#### [Task objective]
Can you transcribe the data exactly? Leave the pictures out.
- - - -
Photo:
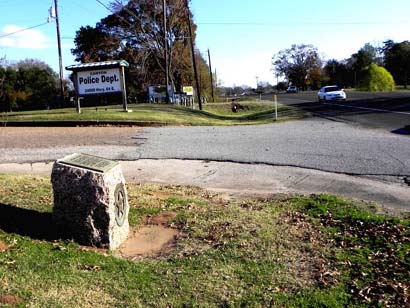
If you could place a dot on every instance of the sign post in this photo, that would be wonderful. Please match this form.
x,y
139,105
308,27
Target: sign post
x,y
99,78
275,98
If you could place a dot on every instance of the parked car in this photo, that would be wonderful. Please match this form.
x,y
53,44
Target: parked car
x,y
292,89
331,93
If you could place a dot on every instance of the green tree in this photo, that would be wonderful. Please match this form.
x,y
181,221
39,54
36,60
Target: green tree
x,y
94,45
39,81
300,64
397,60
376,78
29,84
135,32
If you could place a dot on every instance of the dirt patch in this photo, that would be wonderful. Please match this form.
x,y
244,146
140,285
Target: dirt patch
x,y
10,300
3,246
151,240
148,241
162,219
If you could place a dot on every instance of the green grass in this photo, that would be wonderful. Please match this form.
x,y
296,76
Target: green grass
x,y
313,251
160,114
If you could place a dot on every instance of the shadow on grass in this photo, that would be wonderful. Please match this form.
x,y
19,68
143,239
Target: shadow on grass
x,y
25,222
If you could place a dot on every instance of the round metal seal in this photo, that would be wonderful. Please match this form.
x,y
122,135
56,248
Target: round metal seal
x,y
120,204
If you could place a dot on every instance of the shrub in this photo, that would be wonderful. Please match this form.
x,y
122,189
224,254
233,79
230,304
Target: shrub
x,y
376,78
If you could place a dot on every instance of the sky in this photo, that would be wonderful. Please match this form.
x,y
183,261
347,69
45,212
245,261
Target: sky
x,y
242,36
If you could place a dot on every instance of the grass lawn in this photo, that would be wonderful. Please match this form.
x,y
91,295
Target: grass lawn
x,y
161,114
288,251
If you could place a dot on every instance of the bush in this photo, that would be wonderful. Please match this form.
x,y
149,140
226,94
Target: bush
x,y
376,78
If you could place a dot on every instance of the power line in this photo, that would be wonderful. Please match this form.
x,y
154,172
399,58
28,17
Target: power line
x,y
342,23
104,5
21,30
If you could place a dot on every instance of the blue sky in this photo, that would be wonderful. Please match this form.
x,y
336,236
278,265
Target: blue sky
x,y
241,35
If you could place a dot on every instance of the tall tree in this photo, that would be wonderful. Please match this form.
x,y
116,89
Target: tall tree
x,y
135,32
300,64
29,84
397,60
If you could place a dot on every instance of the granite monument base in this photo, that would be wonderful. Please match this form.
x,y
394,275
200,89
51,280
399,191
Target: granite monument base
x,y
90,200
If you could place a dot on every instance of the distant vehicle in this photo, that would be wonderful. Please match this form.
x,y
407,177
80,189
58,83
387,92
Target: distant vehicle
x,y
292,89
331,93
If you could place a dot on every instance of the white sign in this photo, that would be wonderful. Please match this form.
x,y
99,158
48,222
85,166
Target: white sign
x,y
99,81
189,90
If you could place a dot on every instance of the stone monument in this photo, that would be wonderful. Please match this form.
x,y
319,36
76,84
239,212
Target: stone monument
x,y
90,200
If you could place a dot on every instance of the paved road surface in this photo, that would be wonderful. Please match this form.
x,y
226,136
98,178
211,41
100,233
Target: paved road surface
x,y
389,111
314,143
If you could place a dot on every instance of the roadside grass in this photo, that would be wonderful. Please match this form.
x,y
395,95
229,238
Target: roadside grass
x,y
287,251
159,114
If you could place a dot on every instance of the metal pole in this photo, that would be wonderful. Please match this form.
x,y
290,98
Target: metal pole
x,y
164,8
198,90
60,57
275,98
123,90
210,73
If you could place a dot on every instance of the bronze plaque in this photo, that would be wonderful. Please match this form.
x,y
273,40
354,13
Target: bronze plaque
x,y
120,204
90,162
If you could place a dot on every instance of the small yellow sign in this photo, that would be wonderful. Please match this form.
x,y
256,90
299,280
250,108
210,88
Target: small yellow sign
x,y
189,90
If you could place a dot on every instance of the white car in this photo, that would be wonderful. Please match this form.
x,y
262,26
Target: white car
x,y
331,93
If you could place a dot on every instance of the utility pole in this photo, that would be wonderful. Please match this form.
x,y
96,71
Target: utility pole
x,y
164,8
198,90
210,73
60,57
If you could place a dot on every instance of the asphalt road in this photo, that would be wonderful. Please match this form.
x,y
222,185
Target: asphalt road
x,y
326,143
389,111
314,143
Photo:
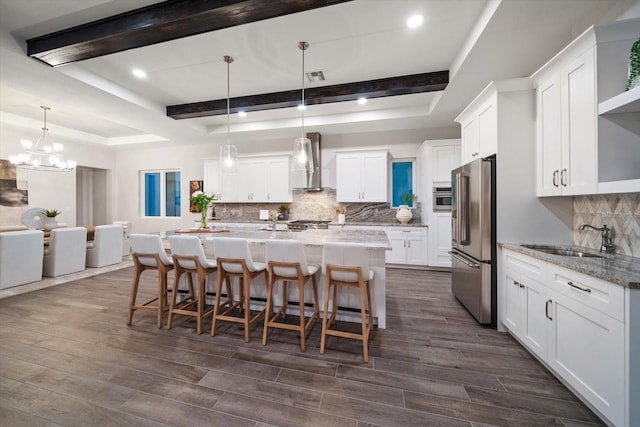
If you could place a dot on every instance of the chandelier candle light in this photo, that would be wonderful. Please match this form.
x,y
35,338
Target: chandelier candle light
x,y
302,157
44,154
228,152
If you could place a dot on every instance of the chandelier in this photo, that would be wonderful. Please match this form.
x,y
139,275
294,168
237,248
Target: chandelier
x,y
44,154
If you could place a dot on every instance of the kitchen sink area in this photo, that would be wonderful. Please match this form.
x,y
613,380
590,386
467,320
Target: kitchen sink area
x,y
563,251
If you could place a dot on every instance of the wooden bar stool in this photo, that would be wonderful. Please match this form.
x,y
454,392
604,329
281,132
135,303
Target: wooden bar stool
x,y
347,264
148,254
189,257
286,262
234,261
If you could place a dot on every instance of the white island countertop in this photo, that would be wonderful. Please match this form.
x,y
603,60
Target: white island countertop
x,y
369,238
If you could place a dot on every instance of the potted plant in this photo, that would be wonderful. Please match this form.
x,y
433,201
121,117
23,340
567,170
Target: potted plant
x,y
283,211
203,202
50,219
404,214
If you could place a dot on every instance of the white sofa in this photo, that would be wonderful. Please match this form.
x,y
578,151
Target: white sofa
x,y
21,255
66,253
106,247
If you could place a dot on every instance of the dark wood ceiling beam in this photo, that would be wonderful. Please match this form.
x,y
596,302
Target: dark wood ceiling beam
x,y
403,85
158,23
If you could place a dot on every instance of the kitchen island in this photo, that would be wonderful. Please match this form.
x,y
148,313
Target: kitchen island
- - - -
#### [Answer to this problem]
Photo:
If you could place a dot on every instance of the sign post in this photo, that would be wonderful. Please match this form.
x,y
139,105
308,27
Target: sign post
x,y
99,78
275,98
If you could place a dot on every instance of the parked car in this photo, that would be wonderful. Please match this form.
x,y
53,44
Target: parked car
x,y
292,89
331,93
If you could place a dot on every instance of the green tree in this photo, that would be wonderful. Please match this form.
x,y
181,221
39,54
36,60
Target: green tree
x,y
94,45
39,81
300,64
397,60
376,78
29,84
135,32
If you could place a dot on every instance of the dirt patch in this photo, that would be wonderful. Please match this form.
x,y
244,146
140,285
Target: dirt patch
x,y
10,300
3,246
151,240
148,241
162,219
If you could place a dot on every instance of the green grass in this photo, that would be wonderful. Please match this form.
x,y
296,76
Target: green grass
x,y
313,251
160,114
If you could place a dot on every instance of the shadow on grass in this photo, that would be wonderful. Please match this form.
x,y
19,68
143,239
Target: shadow on grass
x,y
25,222
If you could place a dot on every instance of the round metal seal in this photo, that would be wonderful. Please match this form.
x,y
122,135
56,248
Target: round metal seal
x,y
120,204
If you could place a dot on every instance of the shrub in this photo, that would be wonderful. Please match this form.
x,y
122,189
224,254
233,79
230,304
Target: shrub
x,y
376,78
If you could place a dot on every instance of the sky in this photo, that would be wonderful. Please match this form.
x,y
183,261
347,69
45,212
245,261
Target: sky
x,y
242,36
If you could place a dot on every instance of the grass lawn in this photo, that would be wonderful. Please match this form.
x,y
91,295
Target: grass lawn
x,y
161,114
288,251
If you could place a dot on every instance of the bush in this photo, that would be wonderful. Please match this form.
x,y
149,140
226,94
Target: bush
x,y
376,78
If you could place a dot on every instance of the power line in this photo, that would be wonderful. Please match this form.
x,y
154,172
399,58
28,17
Target: power line
x,y
342,23
104,5
21,30
If you could place a dot on every instance of the blue sky in this photo, that would be wonderful. Please match this form.
x,y
336,236
278,265
Target: blue sky
x,y
241,35
If you could place a dot on every instance of the tall tree in this photo, that would be wonderful. Please match this form.
x,y
116,89
Target: tall tree
x,y
135,32
300,64
29,84
397,60
If you could place a dot on every instance of the granite monument base in this photo, that would be wonderful. Please match this form.
x,y
394,275
200,89
51,280
399,191
Target: granite monument base
x,y
90,200
If you could place a dot on every instance of the distant vehicle in this photo, that would be wonderful. Please match this form.
x,y
407,177
80,189
58,83
387,92
Target: distant vehicle
x,y
292,89
331,93
If you could place a dot on every instance of the white sign in this photo, that would be wonderful. Please match this form.
x,y
99,158
48,222
85,166
Target: white sign
x,y
99,81
189,90
If you could place a dot on every instance of the stone monument in this photo, that would be wonderful. Please match this form.
x,y
319,36
76,84
239,212
Target: stone monument
x,y
90,200
If you could place a dot on every instance of the paved road surface in this photo, that would be wonderful. Please match this form.
x,y
226,136
98,178
211,41
100,233
Target: paved road surface
x,y
389,111
314,143
If you could place a dot on every instance of the roadside grass in this photo, that would be wonderful. Please match this form.
x,y
395,95
229,238
Target: roadside grass
x,y
287,251
159,114
If you could place a dot on every instance of the metal pole in this photo, that would be wonderful. Please match this form.
x,y
290,98
Target: metal pole
x,y
164,8
198,90
60,57
275,98
123,90
210,73
If you could place a dot on every instance of the bronze plaque in this photo, that would be wonderful. Please match this form.
x,y
273,40
354,13
Target: bronze plaque
x,y
120,204
90,162
If you could place a dot on every instance of the small yellow sign in this photo, that would be wonderful. Please match this form.
x,y
256,90
299,280
250,108
210,88
Target: small yellow sign
x,y
189,90
If you could place a dot on every instance of the white car in this photo, that would be wonderful. Please match this form.
x,y
262,26
Target: white car
x,y
331,93
If you could place a dot on every instance of the utility pole in this photo, that would be wonderful. Please match this form.
x,y
96,71
Target: utility pole
x,y
164,8
198,90
210,73
60,57
If you could place a dot on every instance of the asphalt road in this photo, that would be wonderful. Please match this form.
x,y
222,185
Target: asphalt road
x,y
326,143
389,111
314,143
Photo:
If you could place a dot on every instance of the chandelier candle light in this photo, that would be wonderful. Please match this form.
x,y
35,338
Target: chandelier candle light
x,y
302,157
44,154
228,152
If you could place a dot on every instance of the chandelier in this photo, that would be wonderful. Please match this form.
x,y
139,275
294,168
237,248
Target: chandelier
x,y
44,154
If you could place a dot on every instance of the kitchen sink area in this photo, that would be wonderful. Please match this form.
x,y
613,380
590,386
467,320
Target: kitchen sink area
x,y
563,251
If you could place a dot on every instance of the wooden bar stool in this photo, that would be wonderful. Please match this form.
x,y
454,392
604,329
281,132
135,303
Target: wooden bar stool
x,y
347,264
148,254
189,257
286,262
234,261
If you could place a dot on every instance of the white island countertop in this photo, that would be wonderful. Please match this form.
x,y
603,60
Target: white island countertop
x,y
369,238
If you could place a dot on every instance of the potted plant in this photo, that would be wonderful. Please match this form.
x,y
433,201
121,117
23,340
567,170
Target: potted plant
x,y
283,211
203,202
50,219
404,214
If you could place a dot on every instance of the white sofa in this photo, that would be wonderful. Please match this form.
x,y
578,151
Target: white sofa
x,y
21,255
66,253
106,247
If you could place a dot on every instance of the dark wood ceiling beam in this photo, that would be wonderful. Please match this form.
x,y
596,302
Target: dark wood ceiling beam
x,y
403,85
158,23
If you could place a dot on every instance of the kitchen island in this photo, that would be wonderful. Please match this form.
x,y
148,313
Target: kitchen island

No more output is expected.